### [ZIEL DER AUFGABE]
Gib alle folgenden Zeilen Zeichen für Zeichen wieder. Lass die Bilder in deiner Antwort weg.

### [ZU VERARBEITENDE DATEN]
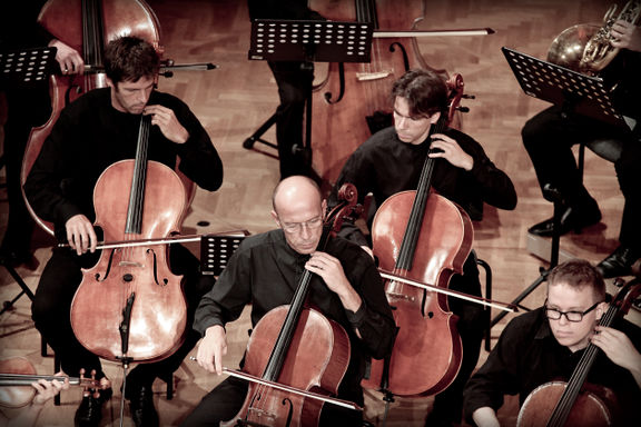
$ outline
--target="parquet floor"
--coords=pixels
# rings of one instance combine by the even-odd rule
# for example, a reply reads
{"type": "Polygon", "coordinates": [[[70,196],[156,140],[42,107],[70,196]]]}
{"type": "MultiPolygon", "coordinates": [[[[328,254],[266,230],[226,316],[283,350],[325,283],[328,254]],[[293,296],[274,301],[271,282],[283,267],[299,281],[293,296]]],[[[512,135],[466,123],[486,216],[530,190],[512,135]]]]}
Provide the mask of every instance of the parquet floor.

### [ANTWORT ZUR AUFGABE]
$ outline
--target="parquet floor"
--coords=pixels
# rings of one instance combine by the even-odd rule
# for example, a reply reads
{"type": "Polygon", "coordinates": [[[70,196],[156,140],[42,107],[70,196]]]}
{"type": "MultiPolygon", "coordinates": [[[[328,254],[266,230],[226,316],[283,350],[325,283],[328,254]],[[293,296],[274,301],[271,282],[283,267],[299,281],[293,296]]],[[[512,135],[466,123],[486,216],[530,190],[512,135]]]]}
Provide the mask of every instance of the parquet floor.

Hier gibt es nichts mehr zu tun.